» **Stated goal 1**
List the usernames of everyone who posted in the forum thread about scraping Wikipedia, giving each name once.

» **Document segment**

Hacker Read

laumars | karma 12945 | avg karma 2.49 · 2018-04-23 21:03:22+00:00

I can't help feeling like there is a lot of tool blaming happening when the wrong tools were used in the first place. Wikipedia is pretty easy to scrape general blocks of text (I'm the author of an IRC bot which did link previewing, inc Wikipedia) but if you need specific, machine readable, passages which aren't going to change sentence structure over the years then you really should be getting that information from a proper API which cateloges that information. Even if it means having to buikd your own backend process which polls the websites for the 20 respective OSs individually so you can compile your own API.

Using an encyclopedia which is constantly being updated and is written to be read by humans as a stable API for machines is just insanity in my honest opinion.

reply

always_good | karma 4605 | avg karma 3.29 · 2018-04-23 21:15:27

Agreed. It's some mix of the XY problem plus the self-entitlement of "if I had the idea, then it should work."

Yet the classic HNer confuses this for inherent weaknesses in the underlying platform that they then need to share lest someone has something good to say about the platform. And they'll often be using words like "terrible", "garbage", and "I hate..."

reply

squeaky-clean | karma 8646 | avg karma 3.1 · 2018-04-23 22:13:16

Please, no one said Wikipedia was terrible. You're taking statements out of context. The original comment said:

> Wikipedia's markup is just terrible for trying to do any sort of scraping or analysis.

I'd like to emphasize the "for trying to do any sort of scraping or analysis." Should we instead lie and say it's wonderful for scraping?

It's not an insult, it's the truth. If you want to build an app that automatically parses Wikipedia, it will not be easy.

reply

laumars | karma 12945 | avg karma 2.49 · 2018-04-24 05:43:22+00:00

But again, that's the wrong tool for the job so of course it's not going to be well suited. When it's that obvious of a wrong tool saying it's terrible is still kind of silly. It's like saying hammers are terrible at screwing things or cars make terrible trampolines.

» **Stated goal 2**
Reproduce the records word for word, from the line that contains "Exercise. Pick out the black patterned" through the end of the records.

Labeled-object pointing entries
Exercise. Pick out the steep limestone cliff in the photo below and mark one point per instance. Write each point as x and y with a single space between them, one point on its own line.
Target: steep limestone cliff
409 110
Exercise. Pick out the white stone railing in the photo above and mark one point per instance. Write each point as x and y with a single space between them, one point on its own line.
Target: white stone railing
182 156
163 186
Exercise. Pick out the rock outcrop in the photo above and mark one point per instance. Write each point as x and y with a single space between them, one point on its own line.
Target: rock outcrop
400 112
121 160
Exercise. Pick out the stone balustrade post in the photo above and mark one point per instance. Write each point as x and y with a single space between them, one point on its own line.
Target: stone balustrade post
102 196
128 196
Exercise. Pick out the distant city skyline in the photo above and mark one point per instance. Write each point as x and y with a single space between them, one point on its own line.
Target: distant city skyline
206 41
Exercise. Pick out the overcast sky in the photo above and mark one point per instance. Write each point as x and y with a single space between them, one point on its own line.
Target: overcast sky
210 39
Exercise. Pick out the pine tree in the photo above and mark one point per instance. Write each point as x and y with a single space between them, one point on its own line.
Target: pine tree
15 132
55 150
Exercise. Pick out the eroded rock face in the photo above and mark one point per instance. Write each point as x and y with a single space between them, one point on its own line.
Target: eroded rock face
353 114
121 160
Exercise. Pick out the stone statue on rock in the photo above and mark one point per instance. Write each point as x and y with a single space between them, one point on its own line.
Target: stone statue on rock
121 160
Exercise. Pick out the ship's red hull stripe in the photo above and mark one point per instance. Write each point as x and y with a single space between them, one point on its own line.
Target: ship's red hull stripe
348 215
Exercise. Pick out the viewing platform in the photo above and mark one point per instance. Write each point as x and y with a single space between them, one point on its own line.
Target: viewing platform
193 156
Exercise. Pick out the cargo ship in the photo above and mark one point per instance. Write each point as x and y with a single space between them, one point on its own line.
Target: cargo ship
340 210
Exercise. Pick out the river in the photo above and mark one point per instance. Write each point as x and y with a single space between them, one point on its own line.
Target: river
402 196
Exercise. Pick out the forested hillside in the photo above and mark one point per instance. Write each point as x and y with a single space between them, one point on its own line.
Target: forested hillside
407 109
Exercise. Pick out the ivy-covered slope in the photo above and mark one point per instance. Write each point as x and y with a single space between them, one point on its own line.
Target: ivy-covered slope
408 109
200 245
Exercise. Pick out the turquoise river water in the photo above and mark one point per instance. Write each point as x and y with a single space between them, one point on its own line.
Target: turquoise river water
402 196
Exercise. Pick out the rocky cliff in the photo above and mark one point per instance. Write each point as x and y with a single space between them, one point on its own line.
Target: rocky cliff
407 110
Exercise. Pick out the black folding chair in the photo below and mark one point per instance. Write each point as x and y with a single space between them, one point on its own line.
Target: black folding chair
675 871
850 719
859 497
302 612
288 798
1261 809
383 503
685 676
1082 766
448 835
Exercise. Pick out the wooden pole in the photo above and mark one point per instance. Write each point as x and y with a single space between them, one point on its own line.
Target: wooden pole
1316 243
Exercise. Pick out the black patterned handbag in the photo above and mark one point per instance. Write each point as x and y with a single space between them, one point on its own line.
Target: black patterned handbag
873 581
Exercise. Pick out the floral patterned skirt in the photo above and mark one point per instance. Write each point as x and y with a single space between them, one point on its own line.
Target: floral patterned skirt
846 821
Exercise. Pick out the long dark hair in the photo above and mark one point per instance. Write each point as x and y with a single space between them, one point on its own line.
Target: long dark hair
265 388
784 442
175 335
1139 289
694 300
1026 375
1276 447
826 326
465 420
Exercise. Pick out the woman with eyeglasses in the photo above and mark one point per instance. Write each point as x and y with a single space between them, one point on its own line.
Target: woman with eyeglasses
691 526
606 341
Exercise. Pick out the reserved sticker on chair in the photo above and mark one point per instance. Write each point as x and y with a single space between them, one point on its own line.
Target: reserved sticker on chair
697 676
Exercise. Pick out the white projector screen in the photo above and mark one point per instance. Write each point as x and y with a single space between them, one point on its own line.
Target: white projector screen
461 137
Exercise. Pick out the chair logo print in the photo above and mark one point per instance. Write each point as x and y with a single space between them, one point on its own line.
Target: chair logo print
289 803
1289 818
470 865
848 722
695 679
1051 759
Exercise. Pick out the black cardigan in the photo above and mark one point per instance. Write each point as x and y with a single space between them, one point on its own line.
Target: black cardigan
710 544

» **Exercise solution 1**
laumars
always_good
squeaky-clean

» **Exercise solution 2**
Exercise. Pick out the black patterned handbag in the photo above and mark one point per instance. Write each point as x and y with a single space between them, one point on its own line.
Target: black patterned handbag
873 581
Exercise. Pick out the floral patterned skirt in the photo above and mark one point per instance. Write each point as x and y with a single space between them, one point on its own line.
Target: floral patterned skirt
846 821
Exercise. Pick out the long dark hair in the photo above and mark one point per instance. Write each point as x and y with a single space between them, one point on its own line.
Target: long dark hair
265 388
784 442
175 335
1139 289
694 300
1026 375
1276 447
826 326
465 420
Exercise. Pick out the woman with eyeglasses in the photo above and mark one point per instance. Write each point as x and y with a single space between them, one point on its own line.
Target: woman with eyeglasses
691 526
606 341
Exercise. Pick out the reserved sticker on chair in the photo above and mark one point per instance. Write each point as x and y with a single space between them, one point on its own line.
Target: reserved sticker on chair
697 676
Exercise. Pick out the white projector screen in the photo above and mark one point per instance. Write each point as x and y with a single space between them, one point on its own line.
Target: white projector screen
461 137
Exercise. Pick out the chair logo print in the photo above and mark one point per instance. Write each point as x and y with a single space between them, one point on its own line.
Target: chair logo print
289 803
1289 818
470 865
848 722
695 679
1051 759
Exercise. Pick out the black cardigan in the photo above and mark one point per instance. Write each point as x and y with a single space between them, one point on its own line.
Target: black cardigan
710 544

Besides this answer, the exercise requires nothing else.